**What to do:**
Every line below is to be copied exactly, with the pictures left out.

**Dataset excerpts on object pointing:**
Begin
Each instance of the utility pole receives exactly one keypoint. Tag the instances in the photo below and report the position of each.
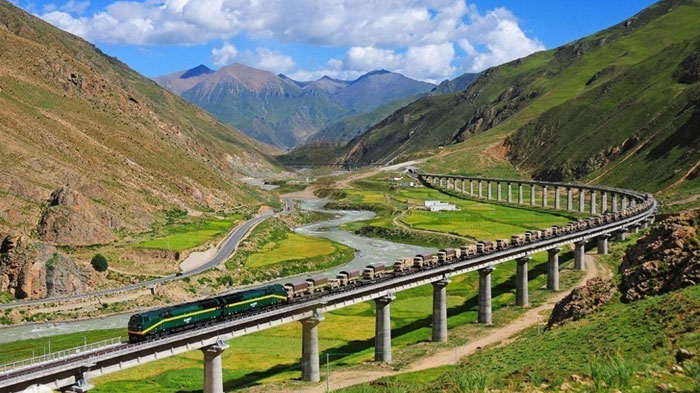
(328, 373)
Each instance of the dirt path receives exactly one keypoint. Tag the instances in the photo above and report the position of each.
(500, 336)
(308, 192)
(397, 221)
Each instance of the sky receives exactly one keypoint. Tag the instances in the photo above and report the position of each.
(428, 40)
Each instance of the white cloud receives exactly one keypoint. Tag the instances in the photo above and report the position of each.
(75, 7)
(417, 37)
(269, 60)
(262, 58)
(224, 55)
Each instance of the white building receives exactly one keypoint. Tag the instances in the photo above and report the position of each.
(437, 206)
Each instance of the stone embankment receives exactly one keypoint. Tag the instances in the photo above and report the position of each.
(664, 260)
(582, 301)
(31, 269)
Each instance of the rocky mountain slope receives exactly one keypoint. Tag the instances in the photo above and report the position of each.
(91, 150)
(666, 259)
(281, 111)
(620, 107)
(457, 84)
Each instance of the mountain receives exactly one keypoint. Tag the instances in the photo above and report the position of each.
(281, 111)
(269, 108)
(181, 81)
(350, 127)
(621, 106)
(93, 152)
(377, 88)
(457, 84)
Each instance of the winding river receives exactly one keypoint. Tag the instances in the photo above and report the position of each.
(367, 250)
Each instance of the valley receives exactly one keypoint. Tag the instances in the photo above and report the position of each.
(439, 215)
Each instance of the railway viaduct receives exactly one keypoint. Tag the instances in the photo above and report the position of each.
(72, 370)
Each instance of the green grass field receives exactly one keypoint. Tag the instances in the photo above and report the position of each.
(185, 236)
(626, 347)
(346, 336)
(476, 220)
(294, 246)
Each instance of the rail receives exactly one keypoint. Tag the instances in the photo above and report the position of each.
(50, 357)
(110, 358)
End
**Right answer:**
Each instance of the utility pole receives exactly one keypoint. Tag the instances in the photo below and report the position of each.
(328, 373)
Each instance of the dirt path receives exactly one keypoint. Tag the instances in the photo above and report the position of each.
(500, 336)
(308, 192)
(397, 221)
Each instance of the sky receives exactly one keypoint. Tag the instances in the photo above and report the position of each.
(428, 40)
Each instance of the white cloud receives exactly one keypoint. Tag the instances in the photo above and report the position of each.
(75, 7)
(417, 37)
(269, 60)
(262, 58)
(224, 55)
Each instance of the white building receives exactly one keypoint. Tag the instances in the photo above and report the position of each.
(437, 206)
Each instance of the stone embankment receives exactly one keypoint. Tag the instances in the photo above and report the position of each.
(664, 260)
(582, 301)
(31, 269)
Each instance of the rocky mountain slope receives exactly one keypoint. Tag the instances in the photo above and report the position of each.
(91, 150)
(666, 259)
(281, 111)
(620, 107)
(457, 84)
Each instance of the mountain receives exactly one keypoint. Tag the instances in the photo above and report the position of each.
(281, 111)
(269, 108)
(181, 81)
(350, 127)
(621, 106)
(93, 152)
(377, 88)
(457, 84)
Each instance of the winding river receives exactly one keypoint. Tag the instances in the photo above and report the position of each.
(367, 250)
Each instance of the valley receives exactly one keypoint. Tag the instances in the photo above and report the position of each.
(439, 215)
Each instance of the railway viaduct receives exactly one keypoint. Tag the instances in the photo above and report the position of each.
(72, 370)
Each instance of the green grass field receives exactly one keypoint. Tag the instances in the photo above and report the position of each.
(185, 236)
(626, 347)
(346, 336)
(476, 220)
(294, 246)
Each instance of the rail receives exactly one keypoint. Tag the instances in the photo above and report the position of each.
(50, 357)
(110, 358)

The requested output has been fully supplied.